### [Exercise materials]
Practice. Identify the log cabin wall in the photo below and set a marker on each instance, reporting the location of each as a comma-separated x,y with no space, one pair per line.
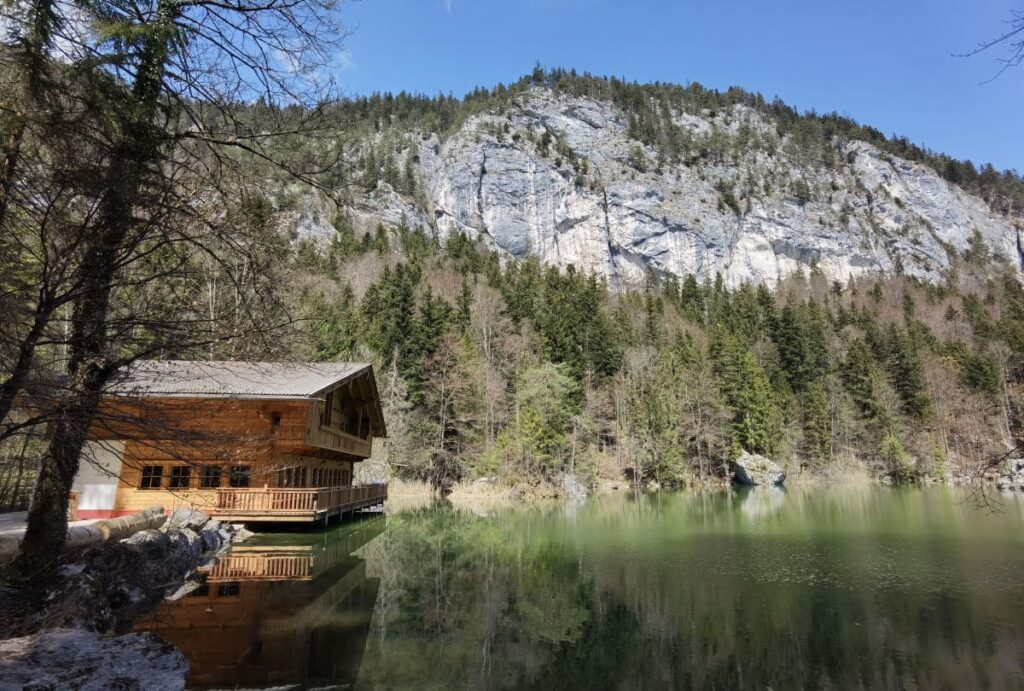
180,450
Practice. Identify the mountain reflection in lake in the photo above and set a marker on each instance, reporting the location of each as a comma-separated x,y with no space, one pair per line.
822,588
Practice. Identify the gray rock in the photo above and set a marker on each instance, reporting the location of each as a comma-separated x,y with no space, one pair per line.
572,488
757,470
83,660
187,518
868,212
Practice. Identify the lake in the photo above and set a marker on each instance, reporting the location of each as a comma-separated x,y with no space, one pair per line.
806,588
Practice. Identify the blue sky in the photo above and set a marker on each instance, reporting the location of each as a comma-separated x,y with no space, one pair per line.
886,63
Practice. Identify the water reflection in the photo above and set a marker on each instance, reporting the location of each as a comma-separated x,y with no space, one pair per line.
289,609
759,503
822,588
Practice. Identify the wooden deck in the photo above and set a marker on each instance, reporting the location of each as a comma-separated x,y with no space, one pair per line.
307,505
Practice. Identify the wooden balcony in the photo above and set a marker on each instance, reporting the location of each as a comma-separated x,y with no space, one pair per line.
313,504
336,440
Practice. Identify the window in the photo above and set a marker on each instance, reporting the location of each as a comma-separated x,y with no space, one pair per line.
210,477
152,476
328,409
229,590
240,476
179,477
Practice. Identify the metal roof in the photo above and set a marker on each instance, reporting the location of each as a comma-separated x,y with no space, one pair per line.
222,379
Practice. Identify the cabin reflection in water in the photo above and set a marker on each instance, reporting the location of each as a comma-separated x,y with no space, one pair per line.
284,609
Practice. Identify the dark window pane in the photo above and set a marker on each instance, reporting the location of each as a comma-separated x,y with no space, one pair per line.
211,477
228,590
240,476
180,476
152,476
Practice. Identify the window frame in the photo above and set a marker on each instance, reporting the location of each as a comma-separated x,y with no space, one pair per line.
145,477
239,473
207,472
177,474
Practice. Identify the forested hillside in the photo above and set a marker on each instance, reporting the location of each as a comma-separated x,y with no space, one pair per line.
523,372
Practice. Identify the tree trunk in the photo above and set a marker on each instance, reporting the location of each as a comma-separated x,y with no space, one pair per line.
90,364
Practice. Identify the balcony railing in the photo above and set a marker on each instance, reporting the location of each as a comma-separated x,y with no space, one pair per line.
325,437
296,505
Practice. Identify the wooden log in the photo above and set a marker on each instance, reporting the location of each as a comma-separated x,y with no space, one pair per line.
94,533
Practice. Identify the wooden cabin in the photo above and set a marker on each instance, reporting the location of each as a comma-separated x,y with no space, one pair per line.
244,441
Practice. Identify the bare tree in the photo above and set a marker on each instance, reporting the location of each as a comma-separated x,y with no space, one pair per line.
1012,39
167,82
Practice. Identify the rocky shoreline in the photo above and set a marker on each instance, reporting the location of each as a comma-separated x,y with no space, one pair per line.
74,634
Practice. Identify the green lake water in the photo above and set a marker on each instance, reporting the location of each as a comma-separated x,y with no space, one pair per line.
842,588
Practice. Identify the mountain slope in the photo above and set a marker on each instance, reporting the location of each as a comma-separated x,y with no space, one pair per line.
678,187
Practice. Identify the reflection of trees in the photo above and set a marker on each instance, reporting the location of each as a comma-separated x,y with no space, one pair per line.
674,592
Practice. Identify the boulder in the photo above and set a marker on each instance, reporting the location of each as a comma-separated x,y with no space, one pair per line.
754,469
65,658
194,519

### [Exercise]
Reproduce all of the rows above, changing "set a marker" to "place a pin" and leaving every other word intact. Omit the pictures.

### [Reply]
Practice. Identify the log cabin wall in the photo below and place a pin on each instance, reporting the location of each as a comma-separated x,y with no space, one pair per line.
180,450
Practice. Identify the mountain reflection in lake in the photo above and place a pin on each instance, reporting the location of each as a comma-separated x,y with no space, one pair per line.
822,588
Practice. Identify the gray rock in the photo above and place a pin on each instance, reporting the location of each as a comma-separated x,y with no space, one pair per line.
572,488
757,470
83,660
187,518
868,212
Practice. Identify the lake in the photo above and place a pin on each instance, reporting the location of each as a comma-separated x,y with no space, one pair per line.
806,588
Practice. Identify the blue sky in the photo above and place a pin on each instance, reporting the location of each as a comma-separated x,y with no space, one pair per line.
886,63
Practice. Identify the water reflection in the photo above and place a pin on each instance, reporting the location of each as a comma-separated x,y with no space, one pair per line.
289,609
759,503
822,588
Practice. Identify the wooden deck in the photo above and place a pin on each instance, reporting the location of each as a comma-separated x,y with no space, one pair per line.
307,505
Practice. Identify the wooden balcony in the photo above and place a pin on each instance, reporting the location of each as a comma-separated x,y with no space, one pair per line.
313,504
336,440
Practice. Identify the window in the photo above and place a pin on each instance, reporting the location of each as a comma-separated x,y with no space, one pair per line.
210,477
152,476
328,409
229,590
240,476
179,477
Practice. Identify the metal roof in the photo above and place a pin on each instance, reporting the location of each as a comma-separated x,y with no space, one pair per line.
222,379
Practice. Identify the cabin reflection in water in the photo above and place a pin on each instance, reporting the location of each as a comma-separated x,y with no space, one pair per line.
284,609
Practice. Identify the dark window pane in the photo above and place a pin on each instance, reporting the location of each as a comma-separated x,y with no space, one pair per line.
211,477
228,590
240,476
180,476
152,476
Practice. Identify the window frame in the photo above and place a pin on each instance, reporting the location of each as a comma-separated x,y with no space, one pair per line.
145,477
239,473
207,472
177,474
Practice. Identify the forested hillside in the photo above and place a pin on each instance, reporting the location of each as a comma-separated x,y with no space, one pair per line.
523,372
Practice. Identify the tree trunk in the photo above and place a pin on each instance, reporting the location of each as a comma-separated x,y with no space, one pair per line.
90,364
Practice. Identify the balcony railing in the photo above and place a pin on each instance, reporting the location of each as a comma-separated x,y with no space, one pair per line.
325,437
296,505
Practice. Identify the wooden log in the photo above and place a pin on each instance, reporting the location of each as a comma-separated x,y with no space, one pair per line.
94,533
Practice. Identify the wooden cabin in the photo above and place a pin on each instance, reporting the location of each as a comma-separated x,y with no space, one pair per line.
244,441
Practice. Identify the bare tree in the photo above and place a pin on each instance, reporting the location of each as a comma-separated x,y with no space, one pair per line.
1012,39
167,82
Practice. Identify the rocky shoreline in the photo above and place a pin on each instance, reporting the location of each as a comma-separated x,y with no space, one pair per line.
74,634
Practice. Identify the green lake water in the photo above and place a pin on each instance, reporting the location of each as a comma-separated x,y with no space, one pair per line.
842,588
Practice. Identify the mountain slope in the photo above and place a pin on each instance, reporting the location of each as a comma-separated x,y with no space, one pair per line.
678,187
Practice. Identify the reflection of trees in the photo above and place a pin on each instance, reporting the location of each as a comma-separated x,y with no space, one pair per line.
674,592
Practice. Identify the boulder in the photo above and place a pin on each instance, reporting the location of each as a comma-separated x,y with no space, one pair per line.
754,469
65,658
194,519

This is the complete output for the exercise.